* **Your objective**:
Please pull out every line in the items below that contains the word "roof", and copy each one unchanged.

___ Input ___

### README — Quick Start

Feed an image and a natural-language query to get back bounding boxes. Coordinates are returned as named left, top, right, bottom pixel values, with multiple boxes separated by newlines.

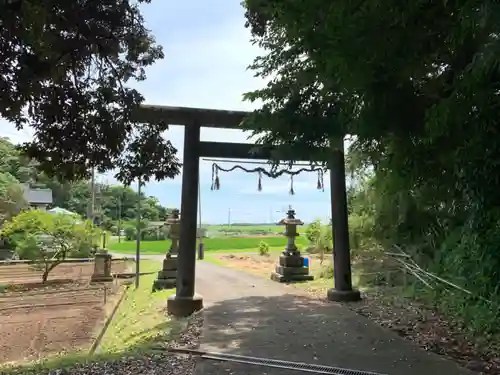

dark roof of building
left=23, top=184, right=53, bottom=204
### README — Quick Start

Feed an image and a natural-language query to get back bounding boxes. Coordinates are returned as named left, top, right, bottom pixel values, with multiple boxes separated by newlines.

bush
left=259, top=241, right=269, bottom=256
left=2, top=210, right=100, bottom=282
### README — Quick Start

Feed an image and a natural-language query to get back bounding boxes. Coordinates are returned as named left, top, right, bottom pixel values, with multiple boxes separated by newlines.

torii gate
left=134, top=105, right=361, bottom=316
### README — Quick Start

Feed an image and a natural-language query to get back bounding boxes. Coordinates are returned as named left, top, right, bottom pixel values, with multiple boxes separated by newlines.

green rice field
left=108, top=236, right=307, bottom=254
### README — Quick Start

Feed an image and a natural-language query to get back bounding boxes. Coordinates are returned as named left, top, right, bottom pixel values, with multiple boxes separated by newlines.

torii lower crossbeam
left=131, top=105, right=360, bottom=316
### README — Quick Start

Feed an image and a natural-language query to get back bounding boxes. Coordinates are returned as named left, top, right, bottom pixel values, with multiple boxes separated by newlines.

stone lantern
left=153, top=209, right=181, bottom=291
left=271, top=206, right=314, bottom=283
left=91, top=249, right=113, bottom=282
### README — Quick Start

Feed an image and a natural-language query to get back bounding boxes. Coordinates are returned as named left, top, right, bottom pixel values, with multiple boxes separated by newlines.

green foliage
left=0, top=138, right=172, bottom=233
left=0, top=0, right=184, bottom=184
left=0, top=172, right=26, bottom=225
left=123, top=225, right=137, bottom=241
left=259, top=241, right=269, bottom=256
left=244, top=0, right=500, bottom=338
left=1, top=210, right=101, bottom=282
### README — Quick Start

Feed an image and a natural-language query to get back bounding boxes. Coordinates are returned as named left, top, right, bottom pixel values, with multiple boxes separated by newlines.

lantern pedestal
left=90, top=250, right=113, bottom=282
left=271, top=207, right=314, bottom=283
left=153, top=256, right=177, bottom=291
left=153, top=210, right=180, bottom=292
left=271, top=252, right=314, bottom=283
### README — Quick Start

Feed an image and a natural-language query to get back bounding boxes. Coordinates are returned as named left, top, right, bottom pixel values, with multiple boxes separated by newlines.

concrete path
left=113, top=254, right=473, bottom=375
left=191, top=262, right=472, bottom=375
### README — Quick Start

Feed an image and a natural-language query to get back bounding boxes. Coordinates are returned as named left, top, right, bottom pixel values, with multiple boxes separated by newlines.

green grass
left=108, top=236, right=307, bottom=254
left=0, top=260, right=182, bottom=375
left=99, top=260, right=185, bottom=353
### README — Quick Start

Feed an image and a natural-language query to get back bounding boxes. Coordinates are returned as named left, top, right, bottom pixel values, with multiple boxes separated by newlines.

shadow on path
left=196, top=267, right=472, bottom=375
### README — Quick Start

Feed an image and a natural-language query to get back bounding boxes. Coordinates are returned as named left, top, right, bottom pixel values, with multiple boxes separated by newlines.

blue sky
left=0, top=0, right=330, bottom=223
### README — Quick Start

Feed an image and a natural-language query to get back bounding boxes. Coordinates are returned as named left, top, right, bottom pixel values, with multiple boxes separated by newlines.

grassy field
left=108, top=236, right=307, bottom=254
left=206, top=224, right=304, bottom=235
left=99, top=260, right=180, bottom=354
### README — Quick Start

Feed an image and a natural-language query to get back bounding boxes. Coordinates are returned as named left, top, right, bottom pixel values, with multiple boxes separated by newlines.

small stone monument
left=90, top=249, right=113, bottom=282
left=153, top=209, right=181, bottom=291
left=271, top=206, right=314, bottom=283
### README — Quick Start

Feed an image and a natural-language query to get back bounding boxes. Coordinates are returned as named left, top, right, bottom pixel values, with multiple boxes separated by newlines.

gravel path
left=196, top=262, right=472, bottom=375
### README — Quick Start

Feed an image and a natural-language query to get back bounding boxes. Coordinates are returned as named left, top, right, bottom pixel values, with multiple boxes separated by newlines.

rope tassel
left=316, top=169, right=325, bottom=191
left=210, top=163, right=220, bottom=190
left=214, top=169, right=220, bottom=190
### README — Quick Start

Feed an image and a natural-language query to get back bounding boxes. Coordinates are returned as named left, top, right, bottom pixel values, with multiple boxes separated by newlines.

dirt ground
left=0, top=261, right=130, bottom=284
left=0, top=262, right=131, bottom=363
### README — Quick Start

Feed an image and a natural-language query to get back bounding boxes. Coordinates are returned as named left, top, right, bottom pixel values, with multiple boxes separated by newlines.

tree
left=0, top=0, right=178, bottom=182
left=1, top=210, right=100, bottom=283
left=244, top=0, right=500, bottom=329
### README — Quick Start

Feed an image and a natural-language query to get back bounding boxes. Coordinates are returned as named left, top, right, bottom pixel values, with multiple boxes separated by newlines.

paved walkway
left=111, top=254, right=473, bottom=375
left=196, top=262, right=472, bottom=375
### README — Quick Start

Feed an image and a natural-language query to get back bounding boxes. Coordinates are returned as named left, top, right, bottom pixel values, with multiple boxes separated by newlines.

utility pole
left=135, top=177, right=141, bottom=289
left=88, top=167, right=95, bottom=224
left=118, top=195, right=122, bottom=243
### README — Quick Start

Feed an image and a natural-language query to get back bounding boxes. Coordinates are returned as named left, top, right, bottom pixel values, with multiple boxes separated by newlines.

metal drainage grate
left=168, top=348, right=383, bottom=375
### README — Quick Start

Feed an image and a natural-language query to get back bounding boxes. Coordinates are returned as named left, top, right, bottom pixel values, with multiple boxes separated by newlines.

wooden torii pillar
left=134, top=105, right=360, bottom=316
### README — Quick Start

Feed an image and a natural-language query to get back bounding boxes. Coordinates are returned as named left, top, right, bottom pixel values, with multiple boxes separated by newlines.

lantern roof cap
left=279, top=206, right=304, bottom=225
left=166, top=209, right=180, bottom=224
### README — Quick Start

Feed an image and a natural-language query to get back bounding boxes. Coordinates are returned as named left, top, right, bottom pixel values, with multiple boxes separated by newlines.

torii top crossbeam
left=134, top=104, right=251, bottom=129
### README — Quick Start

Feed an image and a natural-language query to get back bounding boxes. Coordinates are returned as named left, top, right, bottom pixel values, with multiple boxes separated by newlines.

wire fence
left=353, top=247, right=492, bottom=305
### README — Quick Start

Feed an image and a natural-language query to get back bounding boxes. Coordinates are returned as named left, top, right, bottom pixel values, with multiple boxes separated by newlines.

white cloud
left=0, top=0, right=340, bottom=222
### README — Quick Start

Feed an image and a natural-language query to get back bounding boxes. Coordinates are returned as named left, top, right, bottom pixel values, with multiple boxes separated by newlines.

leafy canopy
left=0, top=0, right=179, bottom=184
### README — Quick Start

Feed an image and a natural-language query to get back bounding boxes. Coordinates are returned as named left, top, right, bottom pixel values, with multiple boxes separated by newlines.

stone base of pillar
left=90, top=250, right=113, bottom=282
left=153, top=257, right=177, bottom=292
left=90, top=275, right=113, bottom=283
left=167, top=294, right=203, bottom=317
left=326, top=288, right=361, bottom=302
left=271, top=255, right=314, bottom=283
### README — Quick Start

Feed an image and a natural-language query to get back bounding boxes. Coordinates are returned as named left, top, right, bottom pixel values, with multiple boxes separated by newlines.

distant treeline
left=210, top=223, right=278, bottom=227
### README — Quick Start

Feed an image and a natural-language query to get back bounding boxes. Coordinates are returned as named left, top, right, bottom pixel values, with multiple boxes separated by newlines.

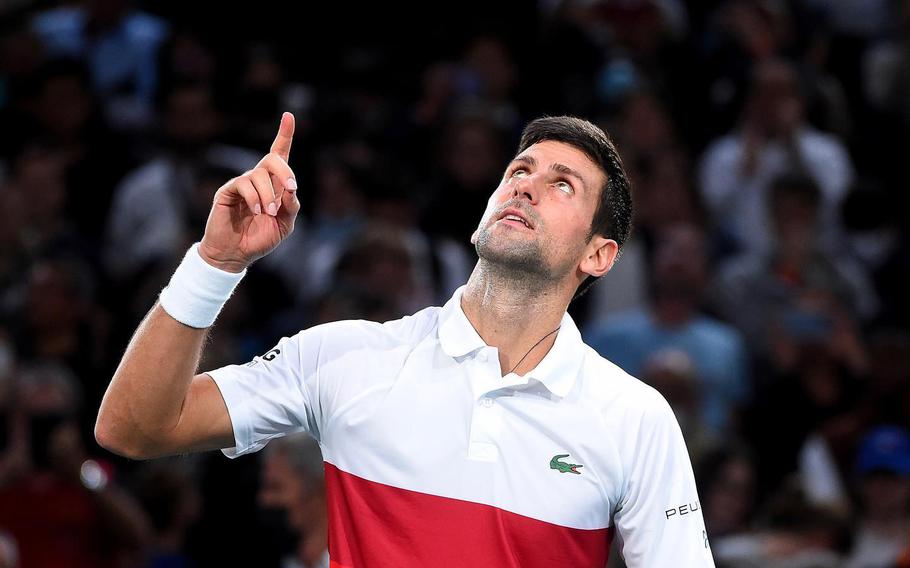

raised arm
left=95, top=113, right=300, bottom=459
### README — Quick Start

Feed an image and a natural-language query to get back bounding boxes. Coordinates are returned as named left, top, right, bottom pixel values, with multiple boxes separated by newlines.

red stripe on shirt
left=325, top=462, right=613, bottom=568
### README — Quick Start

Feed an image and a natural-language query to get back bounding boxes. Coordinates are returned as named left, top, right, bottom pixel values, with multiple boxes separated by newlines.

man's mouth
left=497, top=207, right=534, bottom=229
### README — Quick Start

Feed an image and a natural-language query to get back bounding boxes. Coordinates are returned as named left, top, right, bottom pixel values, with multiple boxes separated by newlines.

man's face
left=471, top=140, right=606, bottom=280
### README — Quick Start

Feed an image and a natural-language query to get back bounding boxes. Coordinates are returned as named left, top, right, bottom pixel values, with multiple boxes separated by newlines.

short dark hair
left=518, top=116, right=632, bottom=298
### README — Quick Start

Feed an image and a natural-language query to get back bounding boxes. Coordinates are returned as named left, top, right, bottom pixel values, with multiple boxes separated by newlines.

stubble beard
left=474, top=225, right=558, bottom=285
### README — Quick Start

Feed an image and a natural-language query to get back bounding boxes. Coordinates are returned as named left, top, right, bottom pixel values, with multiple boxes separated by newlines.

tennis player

___

* **Task response**:
dark roof of building
lantern roof cap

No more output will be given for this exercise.